- _Text shown_:
----------------

Your spouse enjoys watching you sleep – sounds romantic? Well, it’s not… not when the only reason is to get video evidence of you drooling into your pillow! Let’s face it, drooling is not an actual health problem (although it can be a symptom – more on than later) but it can be incredibly embarrassing. Well, the good news is that there are ways to stop creating little puddles on your pillow.
Drooling In Your Sleep: Why It Happens & How To Stop It!
Our salivary glands work 24 X 7 while means that the production of saliva is continuous. During the day, you continuously swallow your saliva but at night, your automatic swallowing mechanism may “fall asleep” and you land up drooling. This is most likely to happen during REM (Rapid Eye Movement) which is the deepest sleep stage as your muscles are most relaxed at this time. Well, now that you know what causes it, let’s take a look at what you can do to stop those drool pools!
Sleep On Your Back
“Sleeping on your stomach or your side will increase the likelihood of drooling”
Sleeping on your stomach or your side will make your mouth open once you fall asleep which will allow saliva to dribble out. It may be uncomfortable to switch your sleeping position but once you get used to sleeping on your back, you will wake up every morning to a dry pillow! Also, scientists say that sleeping on your back is one of the healthiest sleep positions.

----------------

- _Dataset content_:
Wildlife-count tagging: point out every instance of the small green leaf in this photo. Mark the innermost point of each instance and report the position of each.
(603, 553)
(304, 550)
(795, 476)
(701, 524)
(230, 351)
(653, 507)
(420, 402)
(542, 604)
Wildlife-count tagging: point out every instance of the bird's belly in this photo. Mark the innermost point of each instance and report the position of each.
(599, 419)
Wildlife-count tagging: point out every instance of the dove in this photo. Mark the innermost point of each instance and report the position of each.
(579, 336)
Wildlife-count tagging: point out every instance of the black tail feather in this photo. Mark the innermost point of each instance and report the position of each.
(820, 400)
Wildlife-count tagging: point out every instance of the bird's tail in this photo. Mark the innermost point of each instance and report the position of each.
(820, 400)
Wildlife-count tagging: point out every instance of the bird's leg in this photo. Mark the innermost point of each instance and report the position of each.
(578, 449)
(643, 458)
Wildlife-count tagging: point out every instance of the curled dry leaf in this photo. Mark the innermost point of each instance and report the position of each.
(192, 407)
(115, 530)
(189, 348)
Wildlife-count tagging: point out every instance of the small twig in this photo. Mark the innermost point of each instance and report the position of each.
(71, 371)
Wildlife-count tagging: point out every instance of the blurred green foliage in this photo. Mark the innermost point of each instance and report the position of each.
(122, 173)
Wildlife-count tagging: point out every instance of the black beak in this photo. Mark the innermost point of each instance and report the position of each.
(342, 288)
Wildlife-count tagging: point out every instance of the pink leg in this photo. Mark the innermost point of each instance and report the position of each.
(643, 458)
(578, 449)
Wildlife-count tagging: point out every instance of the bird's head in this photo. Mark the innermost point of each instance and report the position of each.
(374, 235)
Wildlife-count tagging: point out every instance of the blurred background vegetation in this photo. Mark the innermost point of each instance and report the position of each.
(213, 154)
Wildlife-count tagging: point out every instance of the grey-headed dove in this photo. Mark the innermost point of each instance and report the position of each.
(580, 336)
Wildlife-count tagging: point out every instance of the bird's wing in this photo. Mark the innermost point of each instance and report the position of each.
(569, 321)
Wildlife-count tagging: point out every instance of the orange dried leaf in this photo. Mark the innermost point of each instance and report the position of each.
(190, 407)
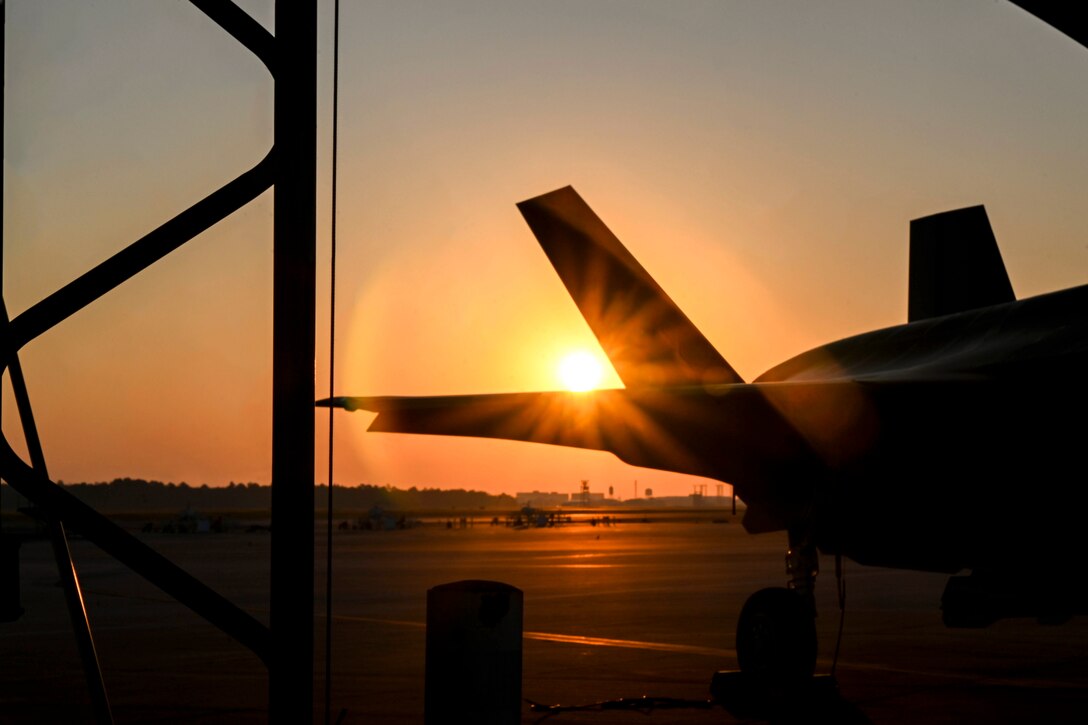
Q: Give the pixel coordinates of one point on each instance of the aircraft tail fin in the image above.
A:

----------------

List every sleeping position named in the text about drooling in your sleep.

- _Output of the task_: The text names sleeping on your stomach, sleeping on your side, and sleeping on your back.